Questions on the material:
- 1) Answer these questions from the Camino account:
(a) On what dates did the first Camino take place?
(b) What life expectancy did the Myeloma consultants give Cathy?
(c) How many hours of care a day had Cathy been allocated?
- 2) Extend the Camino account by writing what comes after its last sentence.

___ Source extract ___

My previous posts describe my first, brief, Camino de Santiago (Te Ara Tapu Hemi, The Way of S James, Chemin de Saint-Jacques) from 28 June to 2 July 2010. Nothing remarkable, some wonderful memories and an understanding I needed better, lighter equipment.
Some eighteen months later, January 2012, my wife Cathy was diagnosed with Mutiple Myeloma (cancer of the bone marrow, a blood disorder) to add to her diagnosis some 12 year earlier of Multiple Sclerosis (MS). By 2012 the MS had slowly but surely stopped her mobility. The Myeloma consultants gave her between four and six years life expectancy. Despite her illnesses she always had a smile and continued to encourage me. It helped that Cathy had been allocated five hours care a day and to give us both a bit of occassional space I decided to do day trips: start about sunrise, walk there, public transport back and be home by mid afternoon if not earlier. (And I had stopped work about three years previously.)

___ Dataset excerpts ___

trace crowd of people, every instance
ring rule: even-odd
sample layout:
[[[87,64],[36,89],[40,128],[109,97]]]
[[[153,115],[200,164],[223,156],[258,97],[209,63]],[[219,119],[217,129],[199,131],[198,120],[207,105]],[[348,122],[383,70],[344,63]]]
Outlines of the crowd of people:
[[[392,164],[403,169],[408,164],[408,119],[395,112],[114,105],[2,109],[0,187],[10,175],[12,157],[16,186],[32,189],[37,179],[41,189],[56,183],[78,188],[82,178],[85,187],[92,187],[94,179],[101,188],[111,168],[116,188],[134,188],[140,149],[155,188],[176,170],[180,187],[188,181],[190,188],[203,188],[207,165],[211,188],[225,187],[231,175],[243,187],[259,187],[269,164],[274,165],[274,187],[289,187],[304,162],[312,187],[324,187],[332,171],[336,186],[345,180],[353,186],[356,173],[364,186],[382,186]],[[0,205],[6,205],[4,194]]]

___

Answers to each task:
- 1)
(a) From 28 June to 2 July 2010.
(b) Between four and six years.
(c) Five hours a day.

- 2)
It didn't help that I was considerably over-weight (body mass index of 32 against a target of 25 for my height) at 92 kg. My first trip was under 4 km downhill and took about an hour and my feet were very sore. But before long I was doing longer trips
The first trip I made notes of was 26 March 2012 - 24 km from home to Wellington Station. My first 25 trips averaged 27 km each but significantly less than 5 km per hour each time. I was not learning about hydration. And after a while I was regularly getting pain of varying severity in a little toe. So, off to a podiatrist. He provided a trithotic and recommended a different style of shoe. Slowly my speed increased just beyond 5 km per hour but my average trip length dropped as the pain became a little more regular. In 2012 I noted 34 trips at an average of around 25 km each at almost 5 km/h for a total of 860 km. So I had done more than a Camino Frances: but spread over 9 months and I had slept in my own bed each night.
I was carrying quite a heavy pack: my notes indicate 7.4 kg but no sleeping bag, just a heavy polyester sleeping bag liner I had used before and a heavy fleece cover (ex airline). So still had a lot to learn about equipment also.
The toe pain was diagnosed as osteo arthritis early in 2013. By this stage severe pain was setting after 15 km and then 10km. My last trip for 2013 was 1 June. In those five months I had travelled 460 km over 27 trips for an average of 17 km each and 5.3 km overall. Surgery to correct the osteo arthritis was in early November and I was ready to go again on 1 January 2014 with some new shoes.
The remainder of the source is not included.